§ **SELECTED EXTRACT**:
+++++
In alignment with the Americans with Disabilities Act and Section 504 of the Rehabilitation Act, the department of Classroom Services ensures equal access to university curriculum, programs, and facilities for students with disabilities by facilitating reasonable accommodations, providing support services, and collaborating with the greater community to meet students’ individual needs.

Classroom Services can help students:

  • Obtain accommodations and access to information, materials, and the campus
  • Manage disability-related challenges
  • Create strategies for learning based on their unique style, strengths and limitations
  • Become their own advocate to successfully interact with their instructors and peers
  • Find qualified professionals for educational testing or personal concerns

As part of the Academy Resource Center (ARC), we offer regularly scheduled individualized academic coaching.

Accessibility FAQ for Online Teachers

A disability, under federal law, is a physical or mental impairment that substantially limits one or more of a person's major life activities. A disability could be apparent, such as a mobility impairment or Deafness, or may not be obvious, such as a learning disability.
+++++
§ **SUPPLIED MATERIAL**:
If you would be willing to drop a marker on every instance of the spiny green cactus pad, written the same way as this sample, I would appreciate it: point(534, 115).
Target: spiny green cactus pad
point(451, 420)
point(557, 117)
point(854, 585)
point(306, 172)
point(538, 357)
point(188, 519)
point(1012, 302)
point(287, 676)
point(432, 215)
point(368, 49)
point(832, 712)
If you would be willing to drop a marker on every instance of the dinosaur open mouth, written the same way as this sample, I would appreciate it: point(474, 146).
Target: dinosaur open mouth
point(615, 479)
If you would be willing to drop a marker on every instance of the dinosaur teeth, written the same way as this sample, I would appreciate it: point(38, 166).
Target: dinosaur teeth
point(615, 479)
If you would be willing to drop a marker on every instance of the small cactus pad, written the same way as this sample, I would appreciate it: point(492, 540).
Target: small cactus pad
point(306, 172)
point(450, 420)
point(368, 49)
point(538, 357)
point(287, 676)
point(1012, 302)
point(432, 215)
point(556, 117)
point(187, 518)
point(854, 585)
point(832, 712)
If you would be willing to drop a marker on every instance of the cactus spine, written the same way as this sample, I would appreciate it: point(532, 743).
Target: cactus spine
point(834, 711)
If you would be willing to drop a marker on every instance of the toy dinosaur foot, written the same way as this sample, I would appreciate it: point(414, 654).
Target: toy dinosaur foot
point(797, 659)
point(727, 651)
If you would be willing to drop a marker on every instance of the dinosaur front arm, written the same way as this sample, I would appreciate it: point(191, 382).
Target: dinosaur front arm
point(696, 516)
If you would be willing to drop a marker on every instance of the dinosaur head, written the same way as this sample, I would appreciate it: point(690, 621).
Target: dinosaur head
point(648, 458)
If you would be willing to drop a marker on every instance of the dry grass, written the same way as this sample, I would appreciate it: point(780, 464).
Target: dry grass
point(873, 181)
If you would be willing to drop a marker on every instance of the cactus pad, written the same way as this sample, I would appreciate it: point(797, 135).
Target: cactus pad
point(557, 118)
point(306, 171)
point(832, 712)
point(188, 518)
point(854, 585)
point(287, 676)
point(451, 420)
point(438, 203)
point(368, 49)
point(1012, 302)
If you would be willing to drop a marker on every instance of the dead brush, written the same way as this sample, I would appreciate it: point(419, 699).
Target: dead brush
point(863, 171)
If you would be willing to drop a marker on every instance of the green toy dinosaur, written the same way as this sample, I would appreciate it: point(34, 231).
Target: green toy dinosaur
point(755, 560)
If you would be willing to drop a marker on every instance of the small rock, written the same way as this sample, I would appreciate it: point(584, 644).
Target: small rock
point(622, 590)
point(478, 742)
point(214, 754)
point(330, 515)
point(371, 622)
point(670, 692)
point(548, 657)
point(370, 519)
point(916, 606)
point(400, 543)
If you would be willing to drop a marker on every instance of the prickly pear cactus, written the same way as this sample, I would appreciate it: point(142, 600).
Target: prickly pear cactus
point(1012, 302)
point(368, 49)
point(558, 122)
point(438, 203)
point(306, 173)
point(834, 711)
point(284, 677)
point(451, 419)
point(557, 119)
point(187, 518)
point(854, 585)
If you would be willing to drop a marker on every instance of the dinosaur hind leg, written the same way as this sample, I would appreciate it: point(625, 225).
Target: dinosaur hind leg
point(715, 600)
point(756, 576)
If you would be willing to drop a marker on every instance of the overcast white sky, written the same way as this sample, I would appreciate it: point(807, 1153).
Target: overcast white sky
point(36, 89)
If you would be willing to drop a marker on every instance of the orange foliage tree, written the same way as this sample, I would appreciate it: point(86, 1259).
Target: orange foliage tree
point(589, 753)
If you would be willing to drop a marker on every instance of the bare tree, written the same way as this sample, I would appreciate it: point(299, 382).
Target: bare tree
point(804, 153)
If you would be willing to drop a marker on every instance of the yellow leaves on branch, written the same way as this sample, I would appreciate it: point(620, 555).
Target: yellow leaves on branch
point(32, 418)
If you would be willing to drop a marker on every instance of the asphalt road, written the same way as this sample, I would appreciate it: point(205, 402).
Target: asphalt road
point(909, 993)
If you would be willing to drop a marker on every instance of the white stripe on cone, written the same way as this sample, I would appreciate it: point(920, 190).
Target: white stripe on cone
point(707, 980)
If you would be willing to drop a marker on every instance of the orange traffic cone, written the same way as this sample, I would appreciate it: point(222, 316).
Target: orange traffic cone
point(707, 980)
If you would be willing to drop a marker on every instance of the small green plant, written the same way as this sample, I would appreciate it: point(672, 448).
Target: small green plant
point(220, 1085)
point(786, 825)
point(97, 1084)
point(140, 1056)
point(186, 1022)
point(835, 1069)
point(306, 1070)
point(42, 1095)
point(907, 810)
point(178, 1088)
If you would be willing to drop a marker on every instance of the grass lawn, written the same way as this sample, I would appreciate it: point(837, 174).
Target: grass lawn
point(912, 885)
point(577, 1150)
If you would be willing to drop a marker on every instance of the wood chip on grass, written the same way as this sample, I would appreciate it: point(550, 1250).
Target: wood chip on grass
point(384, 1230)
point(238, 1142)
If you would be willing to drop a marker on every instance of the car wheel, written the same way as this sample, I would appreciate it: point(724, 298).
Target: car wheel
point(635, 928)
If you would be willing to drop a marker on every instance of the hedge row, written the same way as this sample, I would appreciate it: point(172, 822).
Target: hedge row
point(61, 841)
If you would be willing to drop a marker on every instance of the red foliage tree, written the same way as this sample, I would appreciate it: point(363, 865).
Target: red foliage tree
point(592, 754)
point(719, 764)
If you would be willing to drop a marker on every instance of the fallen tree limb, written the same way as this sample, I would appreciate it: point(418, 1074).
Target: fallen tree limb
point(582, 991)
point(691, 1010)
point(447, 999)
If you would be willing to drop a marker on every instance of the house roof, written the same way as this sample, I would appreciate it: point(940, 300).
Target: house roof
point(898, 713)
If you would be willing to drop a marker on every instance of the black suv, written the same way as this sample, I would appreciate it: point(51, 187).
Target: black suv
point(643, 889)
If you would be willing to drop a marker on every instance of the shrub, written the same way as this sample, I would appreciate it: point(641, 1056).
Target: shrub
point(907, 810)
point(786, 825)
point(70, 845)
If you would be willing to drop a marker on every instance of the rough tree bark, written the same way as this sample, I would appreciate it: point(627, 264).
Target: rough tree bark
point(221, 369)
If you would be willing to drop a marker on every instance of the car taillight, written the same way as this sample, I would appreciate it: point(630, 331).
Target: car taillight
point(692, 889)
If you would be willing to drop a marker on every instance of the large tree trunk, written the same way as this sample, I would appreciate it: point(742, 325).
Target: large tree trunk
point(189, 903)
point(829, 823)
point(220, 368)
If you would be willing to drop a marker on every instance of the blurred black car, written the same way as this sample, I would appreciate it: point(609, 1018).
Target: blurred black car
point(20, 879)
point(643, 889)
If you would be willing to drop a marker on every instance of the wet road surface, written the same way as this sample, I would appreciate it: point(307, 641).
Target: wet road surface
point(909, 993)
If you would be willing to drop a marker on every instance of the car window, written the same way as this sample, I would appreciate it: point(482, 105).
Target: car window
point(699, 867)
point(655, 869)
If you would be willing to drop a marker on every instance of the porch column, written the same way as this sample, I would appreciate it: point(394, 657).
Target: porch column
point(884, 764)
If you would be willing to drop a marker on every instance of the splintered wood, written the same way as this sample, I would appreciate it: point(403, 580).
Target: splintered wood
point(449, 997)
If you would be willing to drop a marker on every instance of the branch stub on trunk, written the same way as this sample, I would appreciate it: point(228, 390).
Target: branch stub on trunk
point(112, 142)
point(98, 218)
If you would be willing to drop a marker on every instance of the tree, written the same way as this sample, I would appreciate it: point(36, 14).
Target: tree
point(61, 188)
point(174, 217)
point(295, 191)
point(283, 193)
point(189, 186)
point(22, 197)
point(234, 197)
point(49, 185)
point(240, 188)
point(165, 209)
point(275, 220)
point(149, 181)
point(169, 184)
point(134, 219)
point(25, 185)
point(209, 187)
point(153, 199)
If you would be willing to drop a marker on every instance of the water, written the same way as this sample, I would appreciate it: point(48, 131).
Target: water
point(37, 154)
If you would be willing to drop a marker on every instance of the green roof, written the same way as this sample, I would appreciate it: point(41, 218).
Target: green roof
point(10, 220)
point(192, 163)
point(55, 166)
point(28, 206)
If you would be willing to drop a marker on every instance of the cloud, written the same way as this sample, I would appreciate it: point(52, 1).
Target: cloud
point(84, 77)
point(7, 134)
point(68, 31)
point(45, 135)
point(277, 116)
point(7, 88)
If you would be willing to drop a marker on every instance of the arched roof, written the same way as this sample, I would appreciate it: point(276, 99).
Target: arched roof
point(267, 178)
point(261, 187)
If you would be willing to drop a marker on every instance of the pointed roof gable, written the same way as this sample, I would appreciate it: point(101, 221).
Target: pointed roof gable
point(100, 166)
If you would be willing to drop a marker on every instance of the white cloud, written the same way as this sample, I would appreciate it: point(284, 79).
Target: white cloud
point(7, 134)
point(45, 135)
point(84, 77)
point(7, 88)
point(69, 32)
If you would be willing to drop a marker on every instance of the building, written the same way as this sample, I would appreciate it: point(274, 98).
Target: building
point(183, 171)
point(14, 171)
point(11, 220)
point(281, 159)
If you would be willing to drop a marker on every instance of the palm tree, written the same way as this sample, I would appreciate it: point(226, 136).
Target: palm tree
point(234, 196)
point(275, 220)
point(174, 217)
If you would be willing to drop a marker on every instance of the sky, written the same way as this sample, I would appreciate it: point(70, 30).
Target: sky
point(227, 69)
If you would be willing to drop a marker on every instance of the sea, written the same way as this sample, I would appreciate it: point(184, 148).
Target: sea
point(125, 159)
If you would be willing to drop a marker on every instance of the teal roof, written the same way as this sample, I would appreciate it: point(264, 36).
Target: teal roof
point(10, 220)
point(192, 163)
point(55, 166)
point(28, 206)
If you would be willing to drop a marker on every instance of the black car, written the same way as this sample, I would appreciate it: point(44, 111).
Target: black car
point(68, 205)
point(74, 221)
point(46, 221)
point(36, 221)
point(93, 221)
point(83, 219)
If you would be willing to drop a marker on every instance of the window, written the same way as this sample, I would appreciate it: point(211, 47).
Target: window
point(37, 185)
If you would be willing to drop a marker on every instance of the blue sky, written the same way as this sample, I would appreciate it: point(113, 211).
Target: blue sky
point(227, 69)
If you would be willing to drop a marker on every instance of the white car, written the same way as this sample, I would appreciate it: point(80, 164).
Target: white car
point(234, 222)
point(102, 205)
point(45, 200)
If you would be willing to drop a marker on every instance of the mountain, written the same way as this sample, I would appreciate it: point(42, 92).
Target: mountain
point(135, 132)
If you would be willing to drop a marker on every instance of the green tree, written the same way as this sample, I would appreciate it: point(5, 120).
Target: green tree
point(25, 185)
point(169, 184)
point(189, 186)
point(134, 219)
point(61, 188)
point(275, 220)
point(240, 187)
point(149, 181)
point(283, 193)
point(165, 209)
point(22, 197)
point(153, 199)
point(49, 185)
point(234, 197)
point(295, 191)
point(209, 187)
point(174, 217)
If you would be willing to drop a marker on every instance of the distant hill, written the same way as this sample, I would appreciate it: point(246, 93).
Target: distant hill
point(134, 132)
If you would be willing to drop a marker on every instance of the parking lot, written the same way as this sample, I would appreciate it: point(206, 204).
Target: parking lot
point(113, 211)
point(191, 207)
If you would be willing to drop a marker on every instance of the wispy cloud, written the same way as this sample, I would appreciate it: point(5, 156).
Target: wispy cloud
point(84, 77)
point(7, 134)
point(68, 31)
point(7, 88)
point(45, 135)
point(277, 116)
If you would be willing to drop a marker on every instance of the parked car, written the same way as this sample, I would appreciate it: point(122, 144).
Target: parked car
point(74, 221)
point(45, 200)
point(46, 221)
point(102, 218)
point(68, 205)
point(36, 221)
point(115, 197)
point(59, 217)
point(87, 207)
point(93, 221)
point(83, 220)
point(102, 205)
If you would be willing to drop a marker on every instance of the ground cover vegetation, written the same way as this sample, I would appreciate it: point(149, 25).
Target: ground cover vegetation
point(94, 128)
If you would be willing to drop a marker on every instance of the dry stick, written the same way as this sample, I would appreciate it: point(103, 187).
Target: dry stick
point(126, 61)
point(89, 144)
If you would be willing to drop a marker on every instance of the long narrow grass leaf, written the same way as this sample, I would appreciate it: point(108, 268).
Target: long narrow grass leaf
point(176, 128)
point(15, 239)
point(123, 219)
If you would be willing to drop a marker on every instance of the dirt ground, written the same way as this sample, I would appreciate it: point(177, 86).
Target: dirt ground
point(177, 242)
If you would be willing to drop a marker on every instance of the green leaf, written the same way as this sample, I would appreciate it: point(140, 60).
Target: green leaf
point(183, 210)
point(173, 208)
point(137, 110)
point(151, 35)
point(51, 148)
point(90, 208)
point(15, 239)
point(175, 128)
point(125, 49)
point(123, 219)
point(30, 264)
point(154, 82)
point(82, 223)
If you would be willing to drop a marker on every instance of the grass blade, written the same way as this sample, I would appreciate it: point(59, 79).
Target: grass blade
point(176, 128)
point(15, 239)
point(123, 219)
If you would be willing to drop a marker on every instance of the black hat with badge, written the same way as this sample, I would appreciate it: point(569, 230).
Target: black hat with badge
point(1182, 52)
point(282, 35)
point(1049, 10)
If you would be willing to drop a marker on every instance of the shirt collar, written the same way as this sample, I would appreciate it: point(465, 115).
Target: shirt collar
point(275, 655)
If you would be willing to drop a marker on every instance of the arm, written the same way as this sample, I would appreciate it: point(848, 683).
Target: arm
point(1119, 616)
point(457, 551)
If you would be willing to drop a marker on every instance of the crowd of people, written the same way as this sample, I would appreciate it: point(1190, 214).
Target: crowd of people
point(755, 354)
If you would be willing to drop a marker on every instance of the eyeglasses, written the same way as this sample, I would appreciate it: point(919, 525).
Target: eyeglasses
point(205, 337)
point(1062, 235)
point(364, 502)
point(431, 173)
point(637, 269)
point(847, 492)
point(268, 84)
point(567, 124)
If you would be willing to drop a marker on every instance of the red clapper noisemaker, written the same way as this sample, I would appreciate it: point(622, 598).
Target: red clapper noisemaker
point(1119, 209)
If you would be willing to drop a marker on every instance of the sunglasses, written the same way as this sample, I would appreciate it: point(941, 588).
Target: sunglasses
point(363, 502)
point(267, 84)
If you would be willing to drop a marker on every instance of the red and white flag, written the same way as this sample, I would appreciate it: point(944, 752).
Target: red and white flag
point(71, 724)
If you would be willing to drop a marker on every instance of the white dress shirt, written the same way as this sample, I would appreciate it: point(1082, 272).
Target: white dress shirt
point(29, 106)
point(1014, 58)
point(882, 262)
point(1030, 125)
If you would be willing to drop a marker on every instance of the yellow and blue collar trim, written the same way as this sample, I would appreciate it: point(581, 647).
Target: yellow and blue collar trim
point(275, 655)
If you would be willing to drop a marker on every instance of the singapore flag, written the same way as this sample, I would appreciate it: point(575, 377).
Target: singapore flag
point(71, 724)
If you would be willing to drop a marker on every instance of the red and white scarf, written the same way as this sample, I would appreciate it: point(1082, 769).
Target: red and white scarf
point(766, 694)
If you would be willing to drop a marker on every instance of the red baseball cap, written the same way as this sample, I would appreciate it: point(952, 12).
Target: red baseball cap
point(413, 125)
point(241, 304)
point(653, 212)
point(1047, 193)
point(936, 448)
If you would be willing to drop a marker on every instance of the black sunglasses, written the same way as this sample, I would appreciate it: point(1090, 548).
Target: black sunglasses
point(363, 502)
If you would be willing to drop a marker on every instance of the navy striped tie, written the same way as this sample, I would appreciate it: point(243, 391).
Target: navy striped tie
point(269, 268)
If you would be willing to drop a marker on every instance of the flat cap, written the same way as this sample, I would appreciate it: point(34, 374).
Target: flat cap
+++++
§ **PROBLEM SET**:
#1 Using the passage on Classroom Services, explain in one to three sentences why a learning disability can count as a disability even though it may not be obvious.
#2 Answer these questions from the passage on Classroom Services, one line each:
(a) Which two federal laws is the department's work in alignment with?
(b) Classroom Services is part of which center?
(c) What two examples does it give of a disability that could be apparent?

§ **TASK SOLUTIONS**:
#1 Under federal law, a disability is a physical or mental impairment that substantially limits one or more of a person's major life activities, and that definition does not require the impairment to be visible. A disability may be apparent, like a mobility impairment or Deafness, or it may not be obvious, like a learning disability.

#2
(a) The Americans with Disabilities Act and Section 504 of the Rehabilitation Act
(b) The Academy Resource Center (ARC)
(c) A mobility impairment and Deafness